**REQUIRED WORK**
State how many lines in the listing below contain the word "skyscraper", and give only that number.

**ENTRIES SHOWN**
_ _ _ _
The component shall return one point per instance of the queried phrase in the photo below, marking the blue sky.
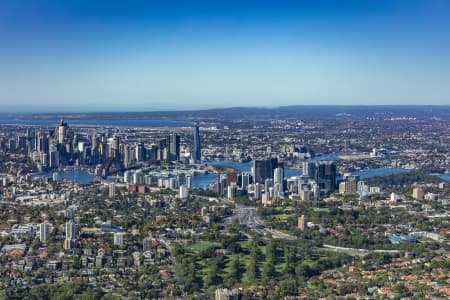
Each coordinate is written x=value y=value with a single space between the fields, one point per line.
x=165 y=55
_ _ _ _
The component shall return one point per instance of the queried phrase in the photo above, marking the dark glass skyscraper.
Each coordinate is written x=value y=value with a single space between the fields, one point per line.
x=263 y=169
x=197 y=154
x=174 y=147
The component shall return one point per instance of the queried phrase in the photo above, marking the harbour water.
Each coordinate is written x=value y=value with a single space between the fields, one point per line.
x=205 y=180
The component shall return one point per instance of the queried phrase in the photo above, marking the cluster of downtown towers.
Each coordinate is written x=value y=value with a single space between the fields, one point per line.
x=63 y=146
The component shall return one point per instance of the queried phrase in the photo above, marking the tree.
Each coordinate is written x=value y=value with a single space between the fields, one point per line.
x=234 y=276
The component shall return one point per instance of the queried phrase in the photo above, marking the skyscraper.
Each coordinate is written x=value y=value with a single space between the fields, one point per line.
_ _ _ _
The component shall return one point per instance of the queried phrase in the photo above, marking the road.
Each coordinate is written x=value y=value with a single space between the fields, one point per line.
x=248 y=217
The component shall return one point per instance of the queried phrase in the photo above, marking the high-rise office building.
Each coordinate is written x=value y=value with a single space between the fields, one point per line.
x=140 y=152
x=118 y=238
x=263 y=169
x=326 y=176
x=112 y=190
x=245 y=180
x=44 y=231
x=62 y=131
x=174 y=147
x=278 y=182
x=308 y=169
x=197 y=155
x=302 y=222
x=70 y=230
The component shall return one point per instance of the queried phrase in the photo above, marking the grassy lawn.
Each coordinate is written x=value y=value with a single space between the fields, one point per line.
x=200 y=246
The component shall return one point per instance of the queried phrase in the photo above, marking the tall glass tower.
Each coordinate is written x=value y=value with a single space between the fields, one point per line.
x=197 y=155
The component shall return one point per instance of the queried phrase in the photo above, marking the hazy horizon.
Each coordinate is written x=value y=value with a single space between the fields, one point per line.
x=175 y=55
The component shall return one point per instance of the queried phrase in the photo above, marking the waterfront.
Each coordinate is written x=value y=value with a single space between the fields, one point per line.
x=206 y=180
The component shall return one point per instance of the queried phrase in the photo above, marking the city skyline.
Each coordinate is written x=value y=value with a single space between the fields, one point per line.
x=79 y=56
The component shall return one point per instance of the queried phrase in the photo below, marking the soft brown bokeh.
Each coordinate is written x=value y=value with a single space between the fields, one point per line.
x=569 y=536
_ _ _ _
**FINAL RESULT**
2